RECORD SET:
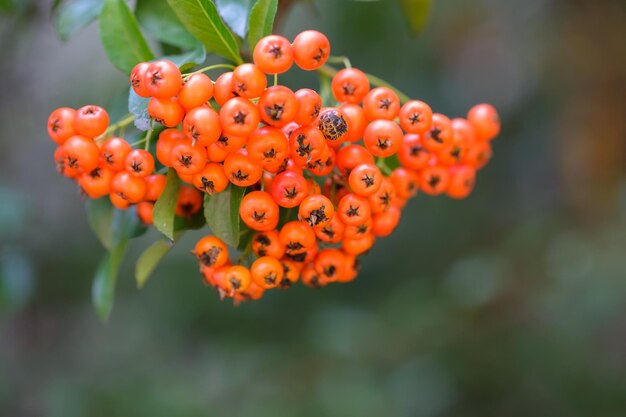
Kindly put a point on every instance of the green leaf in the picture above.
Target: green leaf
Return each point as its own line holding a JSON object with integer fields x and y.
{"x": 70, "y": 16}
{"x": 200, "y": 17}
{"x": 126, "y": 225}
{"x": 110, "y": 225}
{"x": 193, "y": 223}
{"x": 188, "y": 59}
{"x": 138, "y": 107}
{"x": 261, "y": 20}
{"x": 120, "y": 35}
{"x": 103, "y": 287}
{"x": 235, "y": 13}
{"x": 149, "y": 260}
{"x": 416, "y": 13}
{"x": 160, "y": 21}
{"x": 221, "y": 212}
{"x": 100, "y": 217}
{"x": 165, "y": 207}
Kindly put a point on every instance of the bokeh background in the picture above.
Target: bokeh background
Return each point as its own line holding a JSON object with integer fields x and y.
{"x": 510, "y": 303}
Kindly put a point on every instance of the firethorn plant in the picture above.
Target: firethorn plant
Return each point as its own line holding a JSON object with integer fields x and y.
{"x": 292, "y": 186}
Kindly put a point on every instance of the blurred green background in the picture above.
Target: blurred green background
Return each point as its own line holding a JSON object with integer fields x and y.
{"x": 510, "y": 303}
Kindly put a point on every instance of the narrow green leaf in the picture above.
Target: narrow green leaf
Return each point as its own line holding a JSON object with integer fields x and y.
{"x": 149, "y": 260}
{"x": 416, "y": 13}
{"x": 138, "y": 107}
{"x": 221, "y": 211}
{"x": 100, "y": 217}
{"x": 160, "y": 21}
{"x": 126, "y": 225}
{"x": 201, "y": 18}
{"x": 194, "y": 223}
{"x": 235, "y": 14}
{"x": 103, "y": 287}
{"x": 165, "y": 207}
{"x": 120, "y": 35}
{"x": 188, "y": 59}
{"x": 261, "y": 20}
{"x": 70, "y": 16}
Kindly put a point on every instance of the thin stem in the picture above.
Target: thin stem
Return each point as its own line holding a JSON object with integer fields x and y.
{"x": 119, "y": 124}
{"x": 139, "y": 142}
{"x": 340, "y": 60}
{"x": 149, "y": 137}
{"x": 382, "y": 83}
{"x": 378, "y": 82}
{"x": 382, "y": 165}
{"x": 209, "y": 68}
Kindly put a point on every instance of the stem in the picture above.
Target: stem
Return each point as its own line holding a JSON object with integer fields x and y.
{"x": 382, "y": 165}
{"x": 120, "y": 123}
{"x": 378, "y": 82}
{"x": 340, "y": 60}
{"x": 209, "y": 68}
{"x": 148, "y": 138}
{"x": 139, "y": 142}
{"x": 382, "y": 83}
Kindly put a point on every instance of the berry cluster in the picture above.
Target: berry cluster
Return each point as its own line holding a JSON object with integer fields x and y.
{"x": 322, "y": 182}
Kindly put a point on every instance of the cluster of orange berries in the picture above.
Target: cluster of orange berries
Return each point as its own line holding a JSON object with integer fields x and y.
{"x": 331, "y": 165}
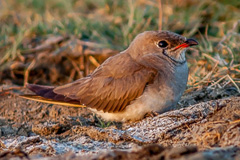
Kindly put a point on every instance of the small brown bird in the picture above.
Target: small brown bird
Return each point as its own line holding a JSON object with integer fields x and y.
{"x": 149, "y": 76}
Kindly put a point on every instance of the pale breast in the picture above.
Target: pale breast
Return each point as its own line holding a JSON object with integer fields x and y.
{"x": 160, "y": 96}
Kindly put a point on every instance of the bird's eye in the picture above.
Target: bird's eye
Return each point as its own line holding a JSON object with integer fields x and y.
{"x": 162, "y": 44}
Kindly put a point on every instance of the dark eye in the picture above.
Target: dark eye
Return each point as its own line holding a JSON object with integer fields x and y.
{"x": 162, "y": 44}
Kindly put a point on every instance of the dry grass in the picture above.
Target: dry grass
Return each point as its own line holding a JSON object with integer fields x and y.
{"x": 55, "y": 42}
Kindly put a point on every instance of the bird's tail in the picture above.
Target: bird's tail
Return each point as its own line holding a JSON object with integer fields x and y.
{"x": 45, "y": 94}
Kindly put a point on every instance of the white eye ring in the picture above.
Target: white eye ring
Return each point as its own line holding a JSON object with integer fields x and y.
{"x": 162, "y": 44}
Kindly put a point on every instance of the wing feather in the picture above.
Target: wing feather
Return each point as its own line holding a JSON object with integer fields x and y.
{"x": 112, "y": 86}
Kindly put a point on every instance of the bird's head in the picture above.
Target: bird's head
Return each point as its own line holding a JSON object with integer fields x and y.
{"x": 164, "y": 44}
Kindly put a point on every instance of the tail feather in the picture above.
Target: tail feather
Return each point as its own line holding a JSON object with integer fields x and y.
{"x": 45, "y": 94}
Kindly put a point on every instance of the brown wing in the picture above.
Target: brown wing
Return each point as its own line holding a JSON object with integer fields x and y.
{"x": 112, "y": 86}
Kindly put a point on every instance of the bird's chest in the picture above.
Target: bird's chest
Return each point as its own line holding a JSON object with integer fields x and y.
{"x": 168, "y": 89}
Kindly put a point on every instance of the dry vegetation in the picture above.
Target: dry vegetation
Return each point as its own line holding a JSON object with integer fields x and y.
{"x": 54, "y": 42}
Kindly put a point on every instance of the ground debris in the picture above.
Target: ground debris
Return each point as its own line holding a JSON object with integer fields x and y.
{"x": 54, "y": 132}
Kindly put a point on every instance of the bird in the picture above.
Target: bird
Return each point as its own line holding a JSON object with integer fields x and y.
{"x": 149, "y": 76}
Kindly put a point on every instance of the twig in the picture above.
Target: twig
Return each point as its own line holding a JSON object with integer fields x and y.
{"x": 26, "y": 74}
{"x": 159, "y": 15}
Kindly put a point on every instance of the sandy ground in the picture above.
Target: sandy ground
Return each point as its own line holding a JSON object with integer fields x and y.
{"x": 205, "y": 125}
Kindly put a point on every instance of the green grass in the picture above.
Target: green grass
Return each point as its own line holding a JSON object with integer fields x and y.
{"x": 115, "y": 23}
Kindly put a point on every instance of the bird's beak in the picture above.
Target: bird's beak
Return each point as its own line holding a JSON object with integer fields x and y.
{"x": 188, "y": 43}
{"x": 191, "y": 42}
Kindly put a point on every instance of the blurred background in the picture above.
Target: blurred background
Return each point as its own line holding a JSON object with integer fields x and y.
{"x": 58, "y": 41}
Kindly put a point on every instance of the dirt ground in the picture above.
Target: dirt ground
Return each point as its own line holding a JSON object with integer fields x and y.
{"x": 205, "y": 125}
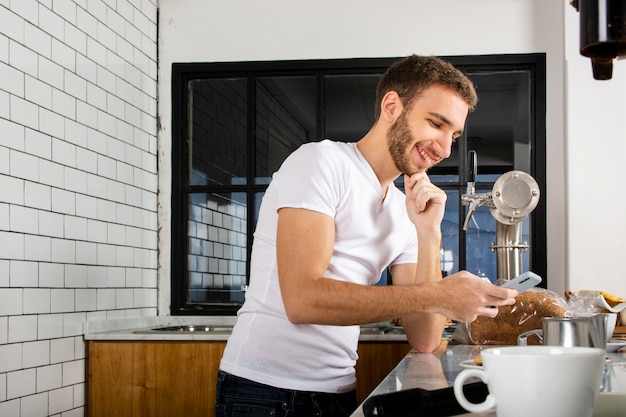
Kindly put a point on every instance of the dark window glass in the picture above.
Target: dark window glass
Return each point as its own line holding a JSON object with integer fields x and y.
{"x": 237, "y": 122}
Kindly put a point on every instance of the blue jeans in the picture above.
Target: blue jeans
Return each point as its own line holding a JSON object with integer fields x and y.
{"x": 239, "y": 397}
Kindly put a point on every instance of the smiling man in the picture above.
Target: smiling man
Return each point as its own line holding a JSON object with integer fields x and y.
{"x": 330, "y": 222}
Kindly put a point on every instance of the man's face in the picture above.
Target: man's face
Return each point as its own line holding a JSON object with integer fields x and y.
{"x": 422, "y": 135}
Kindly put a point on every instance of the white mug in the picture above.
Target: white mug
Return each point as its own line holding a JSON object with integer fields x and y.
{"x": 538, "y": 381}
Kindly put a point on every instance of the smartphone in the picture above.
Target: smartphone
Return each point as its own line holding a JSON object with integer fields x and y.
{"x": 523, "y": 282}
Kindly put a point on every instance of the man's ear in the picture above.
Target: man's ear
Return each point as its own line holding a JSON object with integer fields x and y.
{"x": 390, "y": 107}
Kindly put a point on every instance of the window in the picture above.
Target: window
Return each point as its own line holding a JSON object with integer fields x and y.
{"x": 234, "y": 124}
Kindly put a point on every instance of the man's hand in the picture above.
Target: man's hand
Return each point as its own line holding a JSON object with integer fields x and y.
{"x": 425, "y": 202}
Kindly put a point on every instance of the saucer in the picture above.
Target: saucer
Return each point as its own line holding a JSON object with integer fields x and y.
{"x": 614, "y": 345}
{"x": 471, "y": 365}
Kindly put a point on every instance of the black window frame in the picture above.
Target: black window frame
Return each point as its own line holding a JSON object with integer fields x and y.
{"x": 182, "y": 73}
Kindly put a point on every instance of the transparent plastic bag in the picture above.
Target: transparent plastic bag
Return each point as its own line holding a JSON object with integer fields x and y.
{"x": 526, "y": 314}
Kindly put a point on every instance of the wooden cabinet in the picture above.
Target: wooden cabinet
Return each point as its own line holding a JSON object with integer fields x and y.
{"x": 177, "y": 378}
{"x": 156, "y": 378}
{"x": 376, "y": 360}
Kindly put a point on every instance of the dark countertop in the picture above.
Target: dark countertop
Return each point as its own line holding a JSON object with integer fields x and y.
{"x": 432, "y": 372}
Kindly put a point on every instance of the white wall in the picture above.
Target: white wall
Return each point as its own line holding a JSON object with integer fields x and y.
{"x": 78, "y": 189}
{"x": 584, "y": 144}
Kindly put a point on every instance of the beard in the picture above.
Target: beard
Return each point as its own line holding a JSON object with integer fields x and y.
{"x": 399, "y": 140}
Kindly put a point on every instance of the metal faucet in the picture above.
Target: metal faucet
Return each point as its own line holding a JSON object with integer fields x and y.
{"x": 514, "y": 196}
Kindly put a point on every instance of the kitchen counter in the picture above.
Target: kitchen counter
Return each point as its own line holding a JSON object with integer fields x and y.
{"x": 218, "y": 328}
{"x": 432, "y": 372}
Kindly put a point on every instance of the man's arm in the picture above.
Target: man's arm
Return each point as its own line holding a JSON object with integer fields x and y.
{"x": 305, "y": 242}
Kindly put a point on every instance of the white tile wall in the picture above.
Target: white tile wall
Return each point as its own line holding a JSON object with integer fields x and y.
{"x": 78, "y": 189}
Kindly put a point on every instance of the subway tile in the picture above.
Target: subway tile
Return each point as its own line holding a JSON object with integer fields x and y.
{"x": 26, "y": 10}
{"x": 75, "y": 276}
{"x": 63, "y": 55}
{"x": 87, "y": 115}
{"x": 63, "y": 201}
{"x": 116, "y": 234}
{"x": 37, "y": 248}
{"x": 66, "y": 9}
{"x": 75, "y": 228}
{"x": 62, "y": 350}
{"x": 76, "y": 133}
{"x": 50, "y": 22}
{"x": 10, "y": 408}
{"x": 5, "y": 220}
{"x": 11, "y": 80}
{"x": 51, "y": 123}
{"x": 106, "y": 299}
{"x": 37, "y": 40}
{"x": 86, "y": 22}
{"x": 12, "y": 25}
{"x": 24, "y": 166}
{"x": 38, "y": 92}
{"x": 76, "y": 87}
{"x": 86, "y": 160}
{"x": 51, "y": 275}
{"x": 96, "y": 96}
{"x": 37, "y": 143}
{"x": 23, "y": 219}
{"x": 124, "y": 298}
{"x": 62, "y": 300}
{"x": 50, "y": 326}
{"x": 80, "y": 346}
{"x": 116, "y": 192}
{"x": 50, "y": 72}
{"x": 10, "y": 357}
{"x": 49, "y": 377}
{"x": 117, "y": 277}
{"x": 75, "y": 180}
{"x": 36, "y": 354}
{"x": 22, "y": 58}
{"x": 3, "y": 393}
{"x": 73, "y": 372}
{"x": 22, "y": 328}
{"x": 73, "y": 324}
{"x": 24, "y": 112}
{"x": 63, "y": 152}
{"x": 4, "y": 330}
{"x": 125, "y": 214}
{"x": 4, "y": 270}
{"x": 75, "y": 38}
{"x": 24, "y": 274}
{"x": 21, "y": 383}
{"x": 10, "y": 301}
{"x": 80, "y": 400}
{"x": 96, "y": 186}
{"x": 107, "y": 254}
{"x": 50, "y": 173}
{"x": 50, "y": 224}
{"x": 85, "y": 300}
{"x": 86, "y": 252}
{"x": 34, "y": 405}
{"x": 106, "y": 211}
{"x": 36, "y": 300}
{"x": 37, "y": 196}
{"x": 63, "y": 251}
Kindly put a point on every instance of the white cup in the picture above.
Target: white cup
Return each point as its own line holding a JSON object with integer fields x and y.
{"x": 538, "y": 381}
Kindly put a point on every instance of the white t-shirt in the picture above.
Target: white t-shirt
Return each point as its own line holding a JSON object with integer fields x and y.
{"x": 332, "y": 178}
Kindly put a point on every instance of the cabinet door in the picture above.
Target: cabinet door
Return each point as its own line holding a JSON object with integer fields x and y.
{"x": 132, "y": 379}
{"x": 376, "y": 360}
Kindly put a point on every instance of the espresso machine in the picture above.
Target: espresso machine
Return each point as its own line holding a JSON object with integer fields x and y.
{"x": 514, "y": 196}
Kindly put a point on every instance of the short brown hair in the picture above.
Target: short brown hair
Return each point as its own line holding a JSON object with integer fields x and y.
{"x": 414, "y": 74}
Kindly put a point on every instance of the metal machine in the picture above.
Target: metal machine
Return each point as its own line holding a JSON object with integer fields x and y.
{"x": 514, "y": 196}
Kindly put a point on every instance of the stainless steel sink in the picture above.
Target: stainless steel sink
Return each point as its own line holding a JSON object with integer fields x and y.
{"x": 187, "y": 328}
{"x": 385, "y": 329}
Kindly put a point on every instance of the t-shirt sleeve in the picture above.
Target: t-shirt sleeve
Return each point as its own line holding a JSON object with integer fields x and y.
{"x": 307, "y": 179}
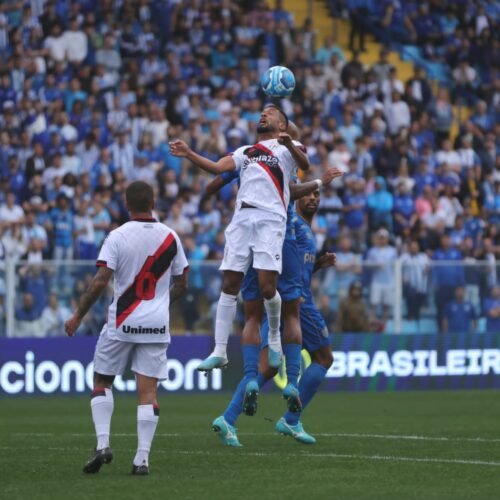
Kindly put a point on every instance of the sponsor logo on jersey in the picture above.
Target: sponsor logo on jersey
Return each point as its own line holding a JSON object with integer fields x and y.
{"x": 143, "y": 330}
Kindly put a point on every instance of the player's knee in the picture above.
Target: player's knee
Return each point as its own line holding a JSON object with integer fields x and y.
{"x": 103, "y": 381}
{"x": 328, "y": 359}
{"x": 268, "y": 290}
{"x": 323, "y": 357}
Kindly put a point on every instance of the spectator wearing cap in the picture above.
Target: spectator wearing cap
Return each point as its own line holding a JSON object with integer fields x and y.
{"x": 381, "y": 259}
{"x": 405, "y": 216}
{"x": 35, "y": 237}
{"x": 61, "y": 219}
{"x": 27, "y": 317}
{"x": 11, "y": 214}
{"x": 380, "y": 205}
{"x": 84, "y": 232}
{"x": 415, "y": 279}
{"x": 53, "y": 317}
{"x": 348, "y": 267}
{"x": 447, "y": 276}
{"x": 353, "y": 316}
{"x": 449, "y": 204}
{"x": 75, "y": 42}
{"x": 355, "y": 217}
{"x": 109, "y": 56}
{"x": 460, "y": 316}
{"x": 492, "y": 311}
{"x": 35, "y": 164}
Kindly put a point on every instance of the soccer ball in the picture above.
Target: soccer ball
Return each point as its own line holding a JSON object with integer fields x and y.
{"x": 277, "y": 81}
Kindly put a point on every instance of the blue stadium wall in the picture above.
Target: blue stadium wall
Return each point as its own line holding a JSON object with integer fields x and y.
{"x": 363, "y": 362}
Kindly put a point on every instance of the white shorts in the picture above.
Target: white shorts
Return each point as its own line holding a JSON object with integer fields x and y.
{"x": 111, "y": 357}
{"x": 254, "y": 235}
{"x": 381, "y": 294}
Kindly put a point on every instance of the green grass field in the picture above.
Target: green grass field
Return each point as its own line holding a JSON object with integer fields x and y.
{"x": 370, "y": 445}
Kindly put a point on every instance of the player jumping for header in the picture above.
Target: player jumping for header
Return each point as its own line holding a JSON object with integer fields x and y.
{"x": 143, "y": 254}
{"x": 256, "y": 233}
{"x": 314, "y": 337}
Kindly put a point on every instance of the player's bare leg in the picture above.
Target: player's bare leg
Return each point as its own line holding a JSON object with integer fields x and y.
{"x": 272, "y": 302}
{"x": 289, "y": 424}
{"x": 292, "y": 347}
{"x": 102, "y": 410}
{"x": 147, "y": 420}
{"x": 226, "y": 311}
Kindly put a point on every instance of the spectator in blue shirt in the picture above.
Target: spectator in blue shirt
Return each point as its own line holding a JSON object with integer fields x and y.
{"x": 355, "y": 214}
{"x": 62, "y": 226}
{"x": 382, "y": 257}
{"x": 405, "y": 216}
{"x": 380, "y": 205}
{"x": 460, "y": 315}
{"x": 492, "y": 311}
{"x": 446, "y": 276}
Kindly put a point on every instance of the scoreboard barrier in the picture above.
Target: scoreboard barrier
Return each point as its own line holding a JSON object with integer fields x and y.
{"x": 362, "y": 362}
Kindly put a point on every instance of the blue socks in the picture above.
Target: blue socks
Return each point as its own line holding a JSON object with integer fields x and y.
{"x": 292, "y": 354}
{"x": 309, "y": 383}
{"x": 235, "y": 407}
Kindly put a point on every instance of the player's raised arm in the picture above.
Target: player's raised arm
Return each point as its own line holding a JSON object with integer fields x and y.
{"x": 181, "y": 149}
{"x": 97, "y": 285}
{"x": 219, "y": 182}
{"x": 300, "y": 190}
{"x": 297, "y": 154}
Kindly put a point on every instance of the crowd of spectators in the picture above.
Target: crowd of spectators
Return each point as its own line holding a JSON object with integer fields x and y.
{"x": 92, "y": 91}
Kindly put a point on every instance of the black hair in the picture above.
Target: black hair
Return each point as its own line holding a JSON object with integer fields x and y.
{"x": 282, "y": 113}
{"x": 140, "y": 197}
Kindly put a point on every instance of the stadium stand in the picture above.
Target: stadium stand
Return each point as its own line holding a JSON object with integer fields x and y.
{"x": 92, "y": 91}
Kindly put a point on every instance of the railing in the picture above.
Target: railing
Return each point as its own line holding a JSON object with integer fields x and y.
{"x": 35, "y": 299}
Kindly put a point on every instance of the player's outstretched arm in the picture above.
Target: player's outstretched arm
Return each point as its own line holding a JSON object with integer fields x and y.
{"x": 179, "y": 286}
{"x": 299, "y": 156}
{"x": 300, "y": 190}
{"x": 216, "y": 185}
{"x": 97, "y": 285}
{"x": 326, "y": 260}
{"x": 181, "y": 149}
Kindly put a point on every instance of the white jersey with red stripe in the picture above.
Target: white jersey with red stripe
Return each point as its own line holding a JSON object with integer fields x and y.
{"x": 143, "y": 254}
{"x": 265, "y": 170}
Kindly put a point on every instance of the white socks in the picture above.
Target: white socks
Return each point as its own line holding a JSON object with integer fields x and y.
{"x": 226, "y": 311}
{"x": 102, "y": 405}
{"x": 273, "y": 311}
{"x": 147, "y": 420}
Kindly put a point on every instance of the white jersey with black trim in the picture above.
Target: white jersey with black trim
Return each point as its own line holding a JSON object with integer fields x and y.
{"x": 143, "y": 254}
{"x": 265, "y": 170}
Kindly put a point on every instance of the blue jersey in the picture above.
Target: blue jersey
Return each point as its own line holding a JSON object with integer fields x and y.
{"x": 306, "y": 244}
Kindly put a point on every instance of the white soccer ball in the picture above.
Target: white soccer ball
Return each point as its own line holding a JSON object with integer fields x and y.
{"x": 278, "y": 81}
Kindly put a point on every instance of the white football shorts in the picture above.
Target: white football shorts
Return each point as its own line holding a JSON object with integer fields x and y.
{"x": 111, "y": 357}
{"x": 254, "y": 235}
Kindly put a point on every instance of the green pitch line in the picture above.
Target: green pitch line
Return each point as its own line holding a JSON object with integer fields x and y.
{"x": 391, "y": 445}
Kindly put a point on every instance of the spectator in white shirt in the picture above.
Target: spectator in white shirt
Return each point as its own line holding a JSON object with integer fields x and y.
{"x": 76, "y": 42}
{"x": 55, "y": 44}
{"x": 71, "y": 162}
{"x": 450, "y": 205}
{"x": 122, "y": 153}
{"x": 109, "y": 56}
{"x": 446, "y": 155}
{"x": 88, "y": 152}
{"x": 397, "y": 114}
{"x": 11, "y": 214}
{"x": 55, "y": 170}
{"x": 54, "y": 316}
{"x": 382, "y": 257}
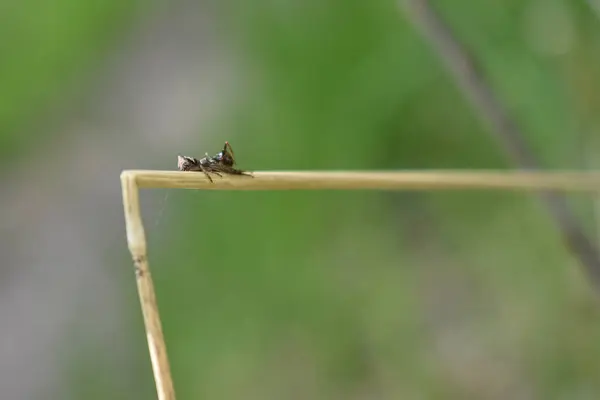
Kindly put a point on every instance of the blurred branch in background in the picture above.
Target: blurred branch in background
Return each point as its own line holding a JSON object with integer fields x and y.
{"x": 474, "y": 85}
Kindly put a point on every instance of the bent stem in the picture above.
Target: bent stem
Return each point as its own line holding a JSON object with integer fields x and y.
{"x": 132, "y": 180}
{"x": 136, "y": 241}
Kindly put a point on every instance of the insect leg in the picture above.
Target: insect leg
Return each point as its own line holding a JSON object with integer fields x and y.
{"x": 205, "y": 172}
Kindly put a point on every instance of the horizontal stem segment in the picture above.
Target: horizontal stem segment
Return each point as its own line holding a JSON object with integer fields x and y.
{"x": 358, "y": 180}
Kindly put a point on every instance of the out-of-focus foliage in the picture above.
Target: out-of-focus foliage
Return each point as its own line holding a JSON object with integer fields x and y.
{"x": 368, "y": 295}
{"x": 44, "y": 48}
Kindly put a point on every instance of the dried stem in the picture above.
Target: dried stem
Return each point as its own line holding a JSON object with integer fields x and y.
{"x": 136, "y": 240}
{"x": 503, "y": 127}
{"x": 348, "y": 180}
{"x": 132, "y": 180}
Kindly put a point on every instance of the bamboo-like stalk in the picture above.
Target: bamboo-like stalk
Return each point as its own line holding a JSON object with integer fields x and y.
{"x": 136, "y": 241}
{"x": 132, "y": 180}
{"x": 351, "y": 180}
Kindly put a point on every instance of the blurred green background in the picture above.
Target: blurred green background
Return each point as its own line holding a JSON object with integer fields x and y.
{"x": 299, "y": 295}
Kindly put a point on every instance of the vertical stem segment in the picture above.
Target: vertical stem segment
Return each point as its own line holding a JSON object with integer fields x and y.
{"x": 136, "y": 240}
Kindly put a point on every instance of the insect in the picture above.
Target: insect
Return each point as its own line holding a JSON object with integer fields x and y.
{"x": 223, "y": 162}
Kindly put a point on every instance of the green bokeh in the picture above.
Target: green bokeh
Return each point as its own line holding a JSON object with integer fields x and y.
{"x": 359, "y": 295}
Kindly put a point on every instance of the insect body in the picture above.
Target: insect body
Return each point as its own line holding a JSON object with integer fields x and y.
{"x": 223, "y": 162}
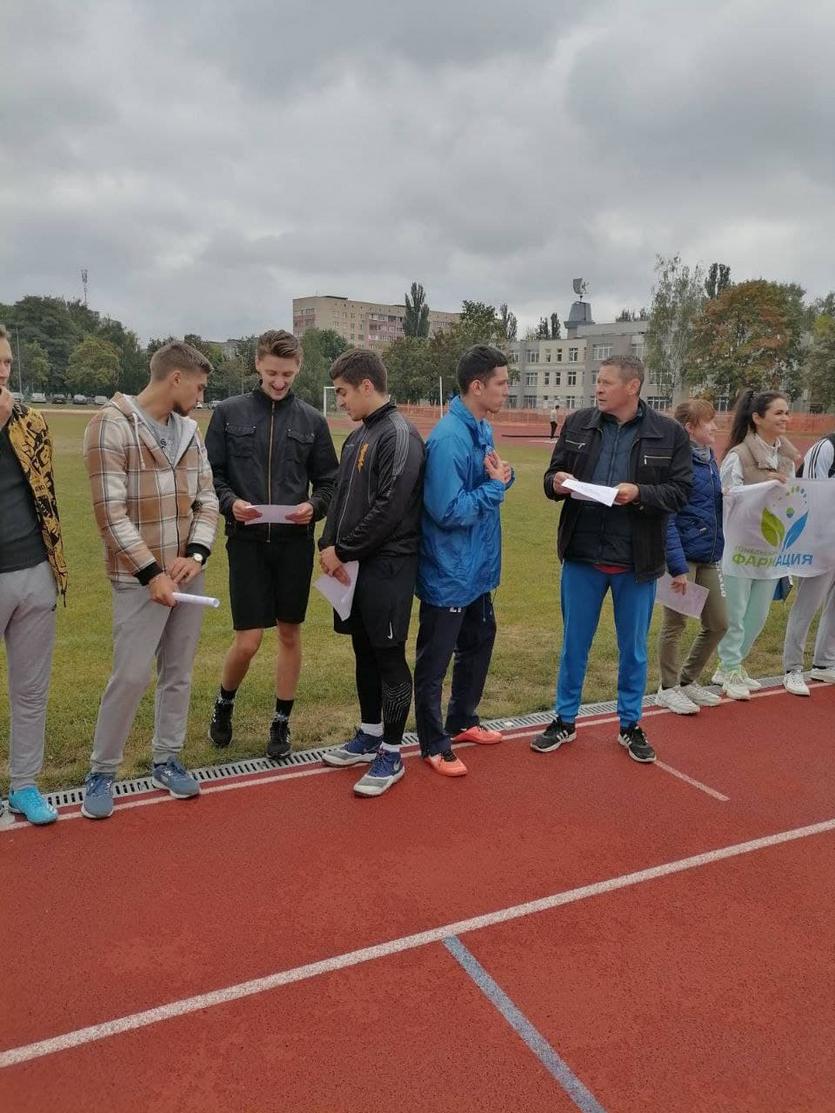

YOUR INSTRUCTIONS: Count the lines in the records that contain the string "football", matching case exactly, and give only that number.

ANSWER FOR THE TASK: 2